**WHAT YOU HAVE TO DO:**
Your output should be the line with "Pinpoint each white door" followed by every remaining line of the entries, reproduced exactly.

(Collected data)
=======

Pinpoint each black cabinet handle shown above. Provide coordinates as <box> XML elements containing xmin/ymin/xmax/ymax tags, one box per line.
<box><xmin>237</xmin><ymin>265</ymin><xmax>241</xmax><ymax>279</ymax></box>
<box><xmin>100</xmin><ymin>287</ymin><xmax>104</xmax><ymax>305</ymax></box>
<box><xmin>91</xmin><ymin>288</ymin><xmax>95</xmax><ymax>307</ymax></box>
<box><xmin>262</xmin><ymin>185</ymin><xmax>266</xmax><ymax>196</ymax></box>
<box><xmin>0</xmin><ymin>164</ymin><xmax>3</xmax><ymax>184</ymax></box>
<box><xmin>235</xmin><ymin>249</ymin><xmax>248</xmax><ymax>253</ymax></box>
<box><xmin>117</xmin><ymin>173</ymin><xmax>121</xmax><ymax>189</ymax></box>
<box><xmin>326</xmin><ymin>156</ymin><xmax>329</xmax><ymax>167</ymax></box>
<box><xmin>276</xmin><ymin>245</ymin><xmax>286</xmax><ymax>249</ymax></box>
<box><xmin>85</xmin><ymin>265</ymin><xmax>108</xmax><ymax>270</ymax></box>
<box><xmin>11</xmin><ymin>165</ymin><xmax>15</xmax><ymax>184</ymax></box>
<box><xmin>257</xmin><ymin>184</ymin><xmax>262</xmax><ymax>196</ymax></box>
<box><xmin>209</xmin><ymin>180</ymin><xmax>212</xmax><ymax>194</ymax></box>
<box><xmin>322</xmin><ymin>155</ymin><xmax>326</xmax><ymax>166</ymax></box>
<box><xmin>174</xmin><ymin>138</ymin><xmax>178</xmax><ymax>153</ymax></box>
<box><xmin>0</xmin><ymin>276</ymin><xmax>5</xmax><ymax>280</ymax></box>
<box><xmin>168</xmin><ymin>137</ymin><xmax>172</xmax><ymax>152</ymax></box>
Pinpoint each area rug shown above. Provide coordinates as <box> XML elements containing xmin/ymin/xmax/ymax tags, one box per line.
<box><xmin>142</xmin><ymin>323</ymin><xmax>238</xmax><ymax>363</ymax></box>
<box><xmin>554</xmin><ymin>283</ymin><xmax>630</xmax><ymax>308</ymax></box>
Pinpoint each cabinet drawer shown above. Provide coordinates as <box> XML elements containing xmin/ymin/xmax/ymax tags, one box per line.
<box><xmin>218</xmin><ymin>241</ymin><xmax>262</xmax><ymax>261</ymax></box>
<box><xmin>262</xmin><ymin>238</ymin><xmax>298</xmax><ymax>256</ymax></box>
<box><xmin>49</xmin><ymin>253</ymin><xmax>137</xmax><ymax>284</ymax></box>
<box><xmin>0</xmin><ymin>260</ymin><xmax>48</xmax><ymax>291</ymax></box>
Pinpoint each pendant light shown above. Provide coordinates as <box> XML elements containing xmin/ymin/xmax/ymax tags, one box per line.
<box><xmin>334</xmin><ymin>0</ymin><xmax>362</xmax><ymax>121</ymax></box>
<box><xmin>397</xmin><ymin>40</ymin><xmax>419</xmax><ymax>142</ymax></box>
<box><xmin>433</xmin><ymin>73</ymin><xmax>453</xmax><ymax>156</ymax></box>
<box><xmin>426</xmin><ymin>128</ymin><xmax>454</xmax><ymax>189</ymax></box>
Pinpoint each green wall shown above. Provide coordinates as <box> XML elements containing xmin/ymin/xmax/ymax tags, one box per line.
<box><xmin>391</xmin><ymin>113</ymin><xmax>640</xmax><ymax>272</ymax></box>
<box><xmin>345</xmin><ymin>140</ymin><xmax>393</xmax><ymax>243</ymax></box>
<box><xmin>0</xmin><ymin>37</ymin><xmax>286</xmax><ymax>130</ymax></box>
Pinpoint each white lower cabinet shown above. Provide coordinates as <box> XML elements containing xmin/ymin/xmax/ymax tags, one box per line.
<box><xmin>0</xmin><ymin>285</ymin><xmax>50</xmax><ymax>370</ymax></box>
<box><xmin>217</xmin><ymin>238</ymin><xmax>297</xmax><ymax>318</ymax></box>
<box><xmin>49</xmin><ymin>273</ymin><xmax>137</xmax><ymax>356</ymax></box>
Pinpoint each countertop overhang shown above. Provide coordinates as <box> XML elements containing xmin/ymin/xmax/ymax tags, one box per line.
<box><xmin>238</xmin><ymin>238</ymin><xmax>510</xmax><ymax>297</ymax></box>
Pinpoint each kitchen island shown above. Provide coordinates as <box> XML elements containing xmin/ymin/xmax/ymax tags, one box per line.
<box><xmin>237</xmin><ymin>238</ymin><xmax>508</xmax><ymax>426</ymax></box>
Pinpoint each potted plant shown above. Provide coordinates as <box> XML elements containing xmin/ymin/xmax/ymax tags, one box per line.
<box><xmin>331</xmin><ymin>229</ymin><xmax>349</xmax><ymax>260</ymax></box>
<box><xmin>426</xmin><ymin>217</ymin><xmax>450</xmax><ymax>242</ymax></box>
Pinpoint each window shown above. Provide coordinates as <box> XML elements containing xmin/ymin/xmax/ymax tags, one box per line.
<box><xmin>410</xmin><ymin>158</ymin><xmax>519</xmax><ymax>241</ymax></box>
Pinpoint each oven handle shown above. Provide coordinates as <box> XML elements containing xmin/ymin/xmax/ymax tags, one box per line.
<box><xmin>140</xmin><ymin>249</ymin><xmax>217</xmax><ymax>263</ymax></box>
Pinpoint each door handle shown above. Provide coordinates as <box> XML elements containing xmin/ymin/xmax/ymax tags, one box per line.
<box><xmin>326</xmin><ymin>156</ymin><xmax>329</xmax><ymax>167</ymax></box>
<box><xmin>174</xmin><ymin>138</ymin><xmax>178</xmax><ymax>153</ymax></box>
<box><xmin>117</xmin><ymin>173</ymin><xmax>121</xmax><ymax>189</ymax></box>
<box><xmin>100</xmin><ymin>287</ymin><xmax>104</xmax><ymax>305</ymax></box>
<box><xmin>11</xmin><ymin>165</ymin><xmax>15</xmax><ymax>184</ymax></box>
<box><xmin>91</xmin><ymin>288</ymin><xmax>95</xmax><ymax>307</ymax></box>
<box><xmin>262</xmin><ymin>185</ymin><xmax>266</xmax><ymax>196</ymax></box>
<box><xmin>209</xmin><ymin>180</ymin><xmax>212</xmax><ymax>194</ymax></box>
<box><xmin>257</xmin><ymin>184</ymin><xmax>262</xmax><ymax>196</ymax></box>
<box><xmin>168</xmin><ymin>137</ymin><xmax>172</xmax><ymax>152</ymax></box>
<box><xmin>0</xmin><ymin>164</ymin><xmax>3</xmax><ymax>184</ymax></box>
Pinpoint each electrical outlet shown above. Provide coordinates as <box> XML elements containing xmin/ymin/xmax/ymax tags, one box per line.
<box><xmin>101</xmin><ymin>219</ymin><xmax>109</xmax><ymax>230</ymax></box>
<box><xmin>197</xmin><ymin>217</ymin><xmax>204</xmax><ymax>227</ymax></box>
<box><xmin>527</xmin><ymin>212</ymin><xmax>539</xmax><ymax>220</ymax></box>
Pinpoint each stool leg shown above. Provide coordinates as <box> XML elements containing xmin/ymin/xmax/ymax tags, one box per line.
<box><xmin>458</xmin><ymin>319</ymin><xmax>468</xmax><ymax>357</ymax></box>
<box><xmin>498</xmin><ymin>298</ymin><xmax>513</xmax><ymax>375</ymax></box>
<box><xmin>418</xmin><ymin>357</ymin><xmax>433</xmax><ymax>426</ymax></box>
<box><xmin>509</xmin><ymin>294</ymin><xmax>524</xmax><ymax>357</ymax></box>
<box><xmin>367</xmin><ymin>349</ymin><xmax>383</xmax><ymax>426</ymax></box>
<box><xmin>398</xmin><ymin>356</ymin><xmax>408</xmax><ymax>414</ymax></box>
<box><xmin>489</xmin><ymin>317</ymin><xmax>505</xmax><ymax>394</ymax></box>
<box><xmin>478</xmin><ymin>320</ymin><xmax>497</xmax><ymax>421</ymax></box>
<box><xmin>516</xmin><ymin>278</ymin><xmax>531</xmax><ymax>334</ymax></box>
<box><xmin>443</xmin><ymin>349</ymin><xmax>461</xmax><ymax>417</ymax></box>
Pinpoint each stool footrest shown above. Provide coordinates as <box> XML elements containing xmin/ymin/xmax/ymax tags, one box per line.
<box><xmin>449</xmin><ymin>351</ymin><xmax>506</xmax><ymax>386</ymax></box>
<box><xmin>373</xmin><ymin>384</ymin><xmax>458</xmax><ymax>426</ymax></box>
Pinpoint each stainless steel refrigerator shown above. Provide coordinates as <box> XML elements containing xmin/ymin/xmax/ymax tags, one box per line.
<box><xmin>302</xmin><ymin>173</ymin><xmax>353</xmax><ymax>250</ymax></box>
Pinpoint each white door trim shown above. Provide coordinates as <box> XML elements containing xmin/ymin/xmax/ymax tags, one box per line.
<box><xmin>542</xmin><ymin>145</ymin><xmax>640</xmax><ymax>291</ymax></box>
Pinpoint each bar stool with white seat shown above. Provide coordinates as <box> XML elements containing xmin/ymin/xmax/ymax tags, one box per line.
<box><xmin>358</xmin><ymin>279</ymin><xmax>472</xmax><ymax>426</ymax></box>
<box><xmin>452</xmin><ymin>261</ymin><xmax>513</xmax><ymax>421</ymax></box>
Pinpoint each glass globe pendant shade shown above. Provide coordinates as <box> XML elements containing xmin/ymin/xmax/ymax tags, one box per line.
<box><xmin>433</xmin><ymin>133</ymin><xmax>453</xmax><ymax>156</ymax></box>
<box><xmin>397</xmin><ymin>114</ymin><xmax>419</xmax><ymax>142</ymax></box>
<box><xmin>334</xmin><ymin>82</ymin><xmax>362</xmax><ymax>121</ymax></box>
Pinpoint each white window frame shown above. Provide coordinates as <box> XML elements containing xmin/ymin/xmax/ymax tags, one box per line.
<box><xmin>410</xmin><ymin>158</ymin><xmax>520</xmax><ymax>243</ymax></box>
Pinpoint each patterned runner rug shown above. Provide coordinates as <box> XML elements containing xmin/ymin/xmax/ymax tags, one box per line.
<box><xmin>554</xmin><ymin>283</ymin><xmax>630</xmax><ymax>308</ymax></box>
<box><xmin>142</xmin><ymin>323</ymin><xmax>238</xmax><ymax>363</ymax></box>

=======

**ANSWER TO THE PROBLEM:**
Pinpoint each white door trim shown above. Provide coordinates as <box> XML elements containing xmin/ymin/xmax/ymax tags, one box per line.
<box><xmin>542</xmin><ymin>145</ymin><xmax>640</xmax><ymax>291</ymax></box>
Pinpoint each bar stool with white seat shown above. Provide coordinates as <box> XML elements containing xmin/ymin/xmax/ymax tags, one box per line.
<box><xmin>358</xmin><ymin>279</ymin><xmax>472</xmax><ymax>426</ymax></box>
<box><xmin>452</xmin><ymin>261</ymin><xmax>513</xmax><ymax>421</ymax></box>
Pinpoint each glass globe pendant shade shown above. Provide coordinates as <box> XML elements containing xmin/ymin/xmax/ymax tags, one box per line.
<box><xmin>433</xmin><ymin>133</ymin><xmax>453</xmax><ymax>156</ymax></box>
<box><xmin>397</xmin><ymin>114</ymin><xmax>419</xmax><ymax>142</ymax></box>
<box><xmin>334</xmin><ymin>82</ymin><xmax>362</xmax><ymax>121</ymax></box>
Pinpoint each white window frame shown above. Provide coordinates as <box> XML elements containing xmin/ymin/xmax/ymax tags, one box per line.
<box><xmin>410</xmin><ymin>158</ymin><xmax>520</xmax><ymax>243</ymax></box>
Pinpoint each patterned runner rug shown above. Provide coordinates as <box> XML elements containing xmin/ymin/xmax/ymax tags, one box per line.
<box><xmin>554</xmin><ymin>283</ymin><xmax>630</xmax><ymax>308</ymax></box>
<box><xmin>142</xmin><ymin>323</ymin><xmax>238</xmax><ymax>363</ymax></box>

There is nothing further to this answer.